> **Source document**:
···

Indeed, as \(f_{n} \ge f_{n+1}\), we have \(m(f_{n}) \ge m(f_{n+1})\). Thus, there exists the limit \(\lim _{n \rightarrow \infty } m(f_{n}) \in \mathbb {R}_{\max }\). Let \((f_{n})\) and \((f'_{n})\) be sequences of monotonous nonincreasing continuous functions converging pointwise to g. For any fixed k, we define a new sequence \(\psi _{n}:=f_{k}\oplus f'_{n},\) so that \(\psi _{n}\) converges pointwise to \(f_{k} \in C(X,\mathbb {R})\). Applying Lemma 6.8, we get that \(\psi _n\) converges uniformly to \(f_k\). From Proposition 6.2, we obtain \(m(f_k) = \lim _{n \rightarrow \infty } m(\psi _{n})\). Then \(m(f_k)= \lim _{n \rightarrow \infty } m(f_k \oplus f'_{n}) \ge \lim _{n \rightarrow \infty } m(f'_{n}).\) Now we can take the limit on the left hand side obtaining \(\lim _{k\rightarrow \infty }m(f_k) \ge \lim _{n \rightarrow \infty } m(f'_{n}).\) Reversing the role of the sequences, we obtain that the limits are equal.

It is easy to see that \(\tilde{m}\) is actually an extension of m because, for \(h \in C(X, \mathbb {R})\), we can take the sequence \(f_{n}=h, \forall n\), which is continuous, monotone, and not increasing, so \(\tilde{m}(h)= \lim _{n \rightarrow \infty } m(h)= m(h)\).

···

> **Material**:
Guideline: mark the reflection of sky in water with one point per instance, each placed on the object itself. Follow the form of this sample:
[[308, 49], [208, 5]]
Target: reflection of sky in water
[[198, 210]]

···

> **Complete the following**:
**a.** Answer these about the limit proof:
(i) Which lemma is applied to show that \(\psi_n\) converges uniformly to \(f_k\)?
(ii) Which proposition gives \(m(f_k) = \lim_{n \rightarrow \infty} m(\psi_n)\)?
(iii) What sequence is used to show that \(\tilde{m}\) extends m?
**b.** Carry the limit proof forward past its last sentence.
The material comes from a separate source unrelated to the limit proof.

> **Responses per task**:
**a.**
(i) Lemma 6.8
(ii) Proposition 6.2
(iii) The constant sequence \(f_n = h\) for all n

**b.**
Now we prove that \(\tilde{m}\) is idempotent. If \(g,g'\in \bar{C}(X,\mathbb {R})\) and \(f_n\rightarrow g,\,f'_n\rightarrow g'\), we have

$$\begin{aligned} \tilde{m}(g\oplus g')= & {} \lim _{n \rightarrow \infty } m(f_n\oplus f'_n) = \lim _{n \rightarrow \infty } [m(f_n)\oplus m(f'_n)] =\\= & {} [\lim _{n \rightarrow \infty } m(f_n)]\oplus [\lim _{n \rightarrow \infty } m(f'_n)]=\tilde{m}(g)\oplus \tilde{m}(g'). \end{aligned}$$

and \(\tilde{m}(a\odot g) = \lim _{n \rightarrow \infty } m(a\odot f_n) = \lim _{n \rightarrow \infty } [a\odot m(f_n)] = a\odot [\lim _{n \rightarrow \infty } m(f_n)]=a\odot \tilde{m}(g).\)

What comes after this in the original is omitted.